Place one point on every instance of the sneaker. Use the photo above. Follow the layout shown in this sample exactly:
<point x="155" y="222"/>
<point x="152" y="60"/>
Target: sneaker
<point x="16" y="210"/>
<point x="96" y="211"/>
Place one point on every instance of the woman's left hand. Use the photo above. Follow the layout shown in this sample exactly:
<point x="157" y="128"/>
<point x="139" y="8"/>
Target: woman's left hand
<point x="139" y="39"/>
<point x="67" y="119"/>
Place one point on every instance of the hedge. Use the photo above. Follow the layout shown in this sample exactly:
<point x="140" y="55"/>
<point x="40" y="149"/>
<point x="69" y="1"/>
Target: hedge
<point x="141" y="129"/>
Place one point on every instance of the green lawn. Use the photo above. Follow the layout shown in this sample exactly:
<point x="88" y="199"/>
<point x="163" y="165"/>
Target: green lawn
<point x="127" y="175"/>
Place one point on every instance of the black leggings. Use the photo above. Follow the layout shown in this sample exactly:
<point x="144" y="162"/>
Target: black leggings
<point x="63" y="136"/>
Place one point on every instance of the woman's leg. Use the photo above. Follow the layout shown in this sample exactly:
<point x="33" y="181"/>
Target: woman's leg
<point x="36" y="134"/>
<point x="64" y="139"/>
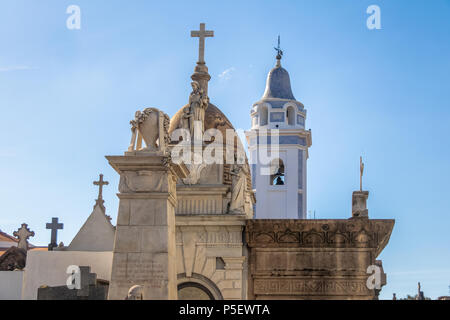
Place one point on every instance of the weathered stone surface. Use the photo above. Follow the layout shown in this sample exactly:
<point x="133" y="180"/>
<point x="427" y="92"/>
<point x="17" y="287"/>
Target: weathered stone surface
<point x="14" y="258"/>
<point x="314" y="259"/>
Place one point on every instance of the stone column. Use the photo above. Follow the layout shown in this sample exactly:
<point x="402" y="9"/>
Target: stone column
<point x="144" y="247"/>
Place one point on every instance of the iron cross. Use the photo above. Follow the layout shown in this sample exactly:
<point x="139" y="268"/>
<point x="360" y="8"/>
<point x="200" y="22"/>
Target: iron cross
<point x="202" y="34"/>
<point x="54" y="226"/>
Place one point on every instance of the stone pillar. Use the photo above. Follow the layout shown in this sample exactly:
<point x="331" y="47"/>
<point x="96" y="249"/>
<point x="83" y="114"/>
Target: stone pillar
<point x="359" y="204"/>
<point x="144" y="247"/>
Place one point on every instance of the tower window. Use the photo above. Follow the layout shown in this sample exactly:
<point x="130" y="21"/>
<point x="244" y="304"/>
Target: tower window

---------------

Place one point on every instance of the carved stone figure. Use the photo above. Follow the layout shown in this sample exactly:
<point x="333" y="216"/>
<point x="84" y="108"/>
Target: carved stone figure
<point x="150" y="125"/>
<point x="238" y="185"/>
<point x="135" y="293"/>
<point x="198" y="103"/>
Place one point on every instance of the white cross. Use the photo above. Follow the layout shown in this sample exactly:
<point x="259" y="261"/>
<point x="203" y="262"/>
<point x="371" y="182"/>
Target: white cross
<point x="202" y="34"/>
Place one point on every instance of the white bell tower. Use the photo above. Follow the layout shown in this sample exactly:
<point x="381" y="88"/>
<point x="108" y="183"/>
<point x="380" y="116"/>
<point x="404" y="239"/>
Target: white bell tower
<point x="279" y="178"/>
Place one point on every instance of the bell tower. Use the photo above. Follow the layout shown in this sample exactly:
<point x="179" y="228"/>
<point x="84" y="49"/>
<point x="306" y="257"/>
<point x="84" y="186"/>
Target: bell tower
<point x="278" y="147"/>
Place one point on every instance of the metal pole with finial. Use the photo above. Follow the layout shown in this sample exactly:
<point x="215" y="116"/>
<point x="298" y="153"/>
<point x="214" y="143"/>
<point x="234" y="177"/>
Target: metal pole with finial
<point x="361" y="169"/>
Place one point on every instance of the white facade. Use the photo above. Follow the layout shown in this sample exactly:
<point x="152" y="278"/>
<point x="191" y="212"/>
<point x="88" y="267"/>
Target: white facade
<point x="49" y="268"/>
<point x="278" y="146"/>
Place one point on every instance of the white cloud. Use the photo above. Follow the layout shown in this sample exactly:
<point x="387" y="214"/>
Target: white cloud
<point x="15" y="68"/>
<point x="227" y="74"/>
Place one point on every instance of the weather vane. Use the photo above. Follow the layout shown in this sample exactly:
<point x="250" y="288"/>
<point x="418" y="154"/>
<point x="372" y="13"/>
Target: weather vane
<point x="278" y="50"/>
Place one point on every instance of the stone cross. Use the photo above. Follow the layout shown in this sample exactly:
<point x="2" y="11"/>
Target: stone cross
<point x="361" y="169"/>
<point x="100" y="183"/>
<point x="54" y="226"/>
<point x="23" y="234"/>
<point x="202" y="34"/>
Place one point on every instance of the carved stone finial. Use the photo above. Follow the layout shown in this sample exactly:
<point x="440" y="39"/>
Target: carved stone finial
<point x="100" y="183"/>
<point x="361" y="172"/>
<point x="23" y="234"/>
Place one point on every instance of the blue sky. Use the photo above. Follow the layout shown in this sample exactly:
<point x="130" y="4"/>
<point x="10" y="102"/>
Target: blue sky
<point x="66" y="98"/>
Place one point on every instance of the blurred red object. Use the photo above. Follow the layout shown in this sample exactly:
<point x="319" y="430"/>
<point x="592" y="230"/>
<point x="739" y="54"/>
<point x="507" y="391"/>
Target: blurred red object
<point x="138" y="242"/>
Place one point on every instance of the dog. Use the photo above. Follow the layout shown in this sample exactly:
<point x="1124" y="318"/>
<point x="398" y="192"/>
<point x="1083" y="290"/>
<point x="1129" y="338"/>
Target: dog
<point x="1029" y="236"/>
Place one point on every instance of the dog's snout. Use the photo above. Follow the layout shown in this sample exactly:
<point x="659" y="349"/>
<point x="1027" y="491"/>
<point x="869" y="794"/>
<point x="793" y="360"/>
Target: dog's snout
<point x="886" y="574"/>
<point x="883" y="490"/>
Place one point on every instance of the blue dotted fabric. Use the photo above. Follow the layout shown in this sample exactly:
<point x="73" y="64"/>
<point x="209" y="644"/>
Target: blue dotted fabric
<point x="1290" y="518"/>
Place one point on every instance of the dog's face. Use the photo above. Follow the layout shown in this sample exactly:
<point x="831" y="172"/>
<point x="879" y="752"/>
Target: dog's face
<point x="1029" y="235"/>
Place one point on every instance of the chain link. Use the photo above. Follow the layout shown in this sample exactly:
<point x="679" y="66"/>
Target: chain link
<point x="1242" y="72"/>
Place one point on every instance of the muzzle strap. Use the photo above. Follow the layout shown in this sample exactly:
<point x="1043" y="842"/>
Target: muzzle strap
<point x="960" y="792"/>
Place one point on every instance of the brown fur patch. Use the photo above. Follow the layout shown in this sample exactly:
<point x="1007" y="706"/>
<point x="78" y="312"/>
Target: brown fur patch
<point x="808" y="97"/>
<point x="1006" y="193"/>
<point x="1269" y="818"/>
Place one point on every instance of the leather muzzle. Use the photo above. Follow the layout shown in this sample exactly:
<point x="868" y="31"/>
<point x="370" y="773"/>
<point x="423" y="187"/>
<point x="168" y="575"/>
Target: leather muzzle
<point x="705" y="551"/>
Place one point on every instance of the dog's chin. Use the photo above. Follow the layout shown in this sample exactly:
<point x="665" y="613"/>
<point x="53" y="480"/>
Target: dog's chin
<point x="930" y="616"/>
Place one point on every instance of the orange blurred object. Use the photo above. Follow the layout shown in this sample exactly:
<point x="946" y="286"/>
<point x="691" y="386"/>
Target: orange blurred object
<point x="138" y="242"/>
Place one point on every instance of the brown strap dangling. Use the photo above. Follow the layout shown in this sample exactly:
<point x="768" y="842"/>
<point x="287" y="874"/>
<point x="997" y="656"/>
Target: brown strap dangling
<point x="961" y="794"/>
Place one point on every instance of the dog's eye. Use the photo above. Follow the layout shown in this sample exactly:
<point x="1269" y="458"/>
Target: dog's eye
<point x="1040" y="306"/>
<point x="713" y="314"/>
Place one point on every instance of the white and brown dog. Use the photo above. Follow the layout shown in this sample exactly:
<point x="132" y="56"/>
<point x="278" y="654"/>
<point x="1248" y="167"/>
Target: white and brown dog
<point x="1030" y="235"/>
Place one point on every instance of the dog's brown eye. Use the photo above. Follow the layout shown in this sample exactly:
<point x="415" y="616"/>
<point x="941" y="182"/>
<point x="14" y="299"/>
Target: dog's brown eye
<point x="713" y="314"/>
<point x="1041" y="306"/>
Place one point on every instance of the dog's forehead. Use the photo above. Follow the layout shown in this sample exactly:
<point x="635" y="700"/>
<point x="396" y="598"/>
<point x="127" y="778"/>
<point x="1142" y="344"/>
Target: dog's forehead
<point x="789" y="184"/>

---------------

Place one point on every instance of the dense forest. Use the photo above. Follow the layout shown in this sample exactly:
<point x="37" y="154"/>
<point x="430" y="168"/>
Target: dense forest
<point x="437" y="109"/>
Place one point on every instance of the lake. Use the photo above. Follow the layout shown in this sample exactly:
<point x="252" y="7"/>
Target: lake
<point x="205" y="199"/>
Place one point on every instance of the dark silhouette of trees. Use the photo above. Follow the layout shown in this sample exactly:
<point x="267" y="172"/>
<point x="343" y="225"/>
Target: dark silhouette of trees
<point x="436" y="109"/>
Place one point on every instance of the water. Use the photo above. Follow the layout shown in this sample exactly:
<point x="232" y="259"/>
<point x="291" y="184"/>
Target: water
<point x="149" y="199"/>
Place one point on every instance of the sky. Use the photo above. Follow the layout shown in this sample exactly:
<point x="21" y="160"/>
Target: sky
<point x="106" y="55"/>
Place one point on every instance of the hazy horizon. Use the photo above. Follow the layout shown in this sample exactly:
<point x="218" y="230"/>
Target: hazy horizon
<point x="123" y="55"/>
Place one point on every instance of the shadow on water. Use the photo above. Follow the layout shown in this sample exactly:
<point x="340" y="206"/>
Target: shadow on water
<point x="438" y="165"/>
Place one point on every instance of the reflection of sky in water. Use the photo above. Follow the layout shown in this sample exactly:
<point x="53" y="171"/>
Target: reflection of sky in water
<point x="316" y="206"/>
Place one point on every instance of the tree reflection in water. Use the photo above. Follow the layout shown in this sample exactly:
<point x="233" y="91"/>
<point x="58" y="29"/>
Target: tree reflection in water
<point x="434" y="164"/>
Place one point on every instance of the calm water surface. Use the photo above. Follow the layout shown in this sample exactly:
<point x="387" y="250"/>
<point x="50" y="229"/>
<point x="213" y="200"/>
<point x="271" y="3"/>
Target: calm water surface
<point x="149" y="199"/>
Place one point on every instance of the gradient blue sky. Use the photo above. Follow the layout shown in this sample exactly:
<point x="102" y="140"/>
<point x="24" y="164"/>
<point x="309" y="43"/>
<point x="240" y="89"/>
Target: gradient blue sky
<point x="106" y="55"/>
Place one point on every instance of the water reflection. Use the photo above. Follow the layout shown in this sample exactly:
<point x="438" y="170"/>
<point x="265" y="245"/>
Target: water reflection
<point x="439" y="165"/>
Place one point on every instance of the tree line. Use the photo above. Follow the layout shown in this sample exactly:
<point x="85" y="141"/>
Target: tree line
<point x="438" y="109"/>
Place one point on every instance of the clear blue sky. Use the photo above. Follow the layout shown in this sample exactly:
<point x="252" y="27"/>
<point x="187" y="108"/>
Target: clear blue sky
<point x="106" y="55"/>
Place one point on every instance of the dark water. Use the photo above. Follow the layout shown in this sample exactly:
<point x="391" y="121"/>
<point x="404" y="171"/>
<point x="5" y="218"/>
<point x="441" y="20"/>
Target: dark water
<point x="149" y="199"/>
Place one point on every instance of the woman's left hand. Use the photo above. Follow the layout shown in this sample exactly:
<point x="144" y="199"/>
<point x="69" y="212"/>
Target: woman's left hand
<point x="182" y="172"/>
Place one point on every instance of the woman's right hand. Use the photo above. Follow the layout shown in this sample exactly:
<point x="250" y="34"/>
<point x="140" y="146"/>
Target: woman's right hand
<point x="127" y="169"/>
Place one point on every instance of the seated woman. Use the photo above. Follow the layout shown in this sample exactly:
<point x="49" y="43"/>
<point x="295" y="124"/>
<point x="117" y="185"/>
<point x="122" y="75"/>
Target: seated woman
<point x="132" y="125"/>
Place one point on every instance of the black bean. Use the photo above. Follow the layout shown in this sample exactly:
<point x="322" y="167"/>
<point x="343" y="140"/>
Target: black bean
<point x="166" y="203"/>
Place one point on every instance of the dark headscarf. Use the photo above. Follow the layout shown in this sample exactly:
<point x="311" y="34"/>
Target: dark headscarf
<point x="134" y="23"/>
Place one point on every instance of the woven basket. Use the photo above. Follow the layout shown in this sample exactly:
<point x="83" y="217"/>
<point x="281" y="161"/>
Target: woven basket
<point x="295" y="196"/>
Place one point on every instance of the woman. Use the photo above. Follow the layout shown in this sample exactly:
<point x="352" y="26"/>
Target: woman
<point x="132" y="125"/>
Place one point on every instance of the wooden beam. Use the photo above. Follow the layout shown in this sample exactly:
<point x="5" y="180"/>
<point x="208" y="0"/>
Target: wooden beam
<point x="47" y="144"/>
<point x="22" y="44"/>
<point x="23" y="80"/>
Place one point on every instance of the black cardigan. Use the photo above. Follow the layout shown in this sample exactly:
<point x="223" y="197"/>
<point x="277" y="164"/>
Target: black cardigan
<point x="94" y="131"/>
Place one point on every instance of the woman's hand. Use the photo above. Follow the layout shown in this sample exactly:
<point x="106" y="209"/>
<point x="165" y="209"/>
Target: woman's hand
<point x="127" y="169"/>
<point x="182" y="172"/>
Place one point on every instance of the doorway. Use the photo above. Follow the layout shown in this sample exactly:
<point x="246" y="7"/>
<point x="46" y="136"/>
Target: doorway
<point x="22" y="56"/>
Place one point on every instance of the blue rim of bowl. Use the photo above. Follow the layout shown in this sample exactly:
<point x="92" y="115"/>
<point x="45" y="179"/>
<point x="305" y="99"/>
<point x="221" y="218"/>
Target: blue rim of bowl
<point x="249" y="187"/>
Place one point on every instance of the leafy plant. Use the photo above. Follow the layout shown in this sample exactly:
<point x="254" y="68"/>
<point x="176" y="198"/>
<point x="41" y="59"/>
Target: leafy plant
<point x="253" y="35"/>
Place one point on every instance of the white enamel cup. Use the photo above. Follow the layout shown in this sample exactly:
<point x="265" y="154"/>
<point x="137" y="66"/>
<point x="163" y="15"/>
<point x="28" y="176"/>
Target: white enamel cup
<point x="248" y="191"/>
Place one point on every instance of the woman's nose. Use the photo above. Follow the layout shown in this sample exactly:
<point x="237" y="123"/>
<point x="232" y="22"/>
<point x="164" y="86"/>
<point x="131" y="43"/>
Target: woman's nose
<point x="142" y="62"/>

---------------

The stretch of entries above that starts with the line containing "Place one point on every instance of the white facade." and goes on through the line containing "Place one point on every instance of the white cloud." is to be transcribed exactly, and no other line is to be transcribed.

Place one point on every instance of the white facade. Use the photo above. Follow the layout shown in this sample exactly:
<point x="152" y="278"/>
<point x="191" y="212"/>
<point x="88" y="267"/>
Target: white facade
<point x="49" y="268"/>
<point x="278" y="146"/>
Place one point on every instance of the white cloud. Use the photo above. Follow the layout shown in this sample exactly:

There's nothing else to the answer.